Requirement –
Give every line below again, exactly as it appears.

Data for review –
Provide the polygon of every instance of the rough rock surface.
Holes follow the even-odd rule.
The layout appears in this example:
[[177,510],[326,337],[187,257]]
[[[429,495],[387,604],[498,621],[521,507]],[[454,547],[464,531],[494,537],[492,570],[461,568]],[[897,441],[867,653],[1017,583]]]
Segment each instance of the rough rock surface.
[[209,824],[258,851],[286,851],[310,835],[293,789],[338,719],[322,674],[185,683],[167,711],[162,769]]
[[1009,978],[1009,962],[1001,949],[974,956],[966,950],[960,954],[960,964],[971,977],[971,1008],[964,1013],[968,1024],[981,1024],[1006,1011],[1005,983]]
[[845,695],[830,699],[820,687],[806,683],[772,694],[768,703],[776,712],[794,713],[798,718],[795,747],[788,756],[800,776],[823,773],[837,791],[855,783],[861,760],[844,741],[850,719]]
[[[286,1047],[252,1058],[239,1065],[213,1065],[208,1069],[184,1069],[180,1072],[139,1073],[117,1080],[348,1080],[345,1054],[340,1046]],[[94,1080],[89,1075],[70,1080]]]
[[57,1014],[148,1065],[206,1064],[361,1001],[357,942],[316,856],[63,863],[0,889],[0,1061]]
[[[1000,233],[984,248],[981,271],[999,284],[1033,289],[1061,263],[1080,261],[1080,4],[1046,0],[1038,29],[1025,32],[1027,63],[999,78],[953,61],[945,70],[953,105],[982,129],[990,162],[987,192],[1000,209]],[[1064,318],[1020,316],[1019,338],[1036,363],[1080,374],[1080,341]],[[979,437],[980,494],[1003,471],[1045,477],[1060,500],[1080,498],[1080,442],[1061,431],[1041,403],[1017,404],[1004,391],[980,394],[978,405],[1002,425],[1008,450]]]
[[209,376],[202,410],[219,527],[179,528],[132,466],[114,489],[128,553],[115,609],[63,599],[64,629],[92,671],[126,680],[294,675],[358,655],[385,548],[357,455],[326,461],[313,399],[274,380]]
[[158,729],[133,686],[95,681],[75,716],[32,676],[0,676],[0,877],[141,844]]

Task result –
Provide the polygon of every instance of the rough rock surface.
Holes follow the even-odd rule.
The layout appears in this example:
[[177,510],[326,337],[187,257]]
[[[429,495],[387,604],[498,621],[521,507]],[[454,547],[464,531],[494,537],[492,570],[461,568]],[[897,441],[867,653],[1017,583]]]
Segment each instance of the rough rock surface.
[[209,824],[258,851],[286,851],[310,835],[293,789],[338,719],[322,674],[185,683],[167,711],[162,769]]
[[1009,978],[1009,962],[1001,949],[974,956],[966,950],[960,954],[960,964],[971,977],[971,1008],[964,1013],[968,1024],[981,1024],[1006,1011],[1005,983]]
[[845,695],[830,699],[820,687],[806,683],[772,694],[768,703],[776,712],[794,713],[798,718],[795,747],[788,756],[800,776],[823,773],[837,791],[855,783],[861,760],[844,741],[850,719]]
[[[286,1047],[252,1058],[239,1065],[213,1065],[208,1069],[184,1069],[180,1072],[139,1073],[117,1080],[348,1080],[345,1054],[340,1046]],[[94,1080],[89,1075],[70,1080]]]
[[57,1014],[148,1065],[206,1064],[361,1001],[357,942],[316,856],[63,863],[0,889],[0,1061]]
[[[1000,233],[984,248],[981,271],[999,284],[1033,289],[1061,263],[1080,261],[1080,4],[1046,0],[1038,29],[1025,32],[1027,63],[999,78],[953,61],[945,70],[953,105],[982,129],[990,162],[987,192],[1000,209]],[[1064,318],[1020,316],[1019,338],[1036,363],[1080,374],[1080,341]],[[979,437],[980,494],[1003,471],[1045,477],[1060,500],[1080,498],[1080,442],[1061,431],[1041,403],[1017,404],[1004,391],[980,394],[978,405],[1002,425],[1008,450]]]
[[209,376],[202,410],[219,527],[179,528],[132,466],[114,489],[128,553],[115,609],[63,599],[64,629],[92,671],[126,680],[294,675],[358,655],[385,548],[357,455],[326,461],[313,399],[274,380]]
[[158,729],[133,686],[95,681],[75,716],[32,676],[0,676],[0,877],[141,844]]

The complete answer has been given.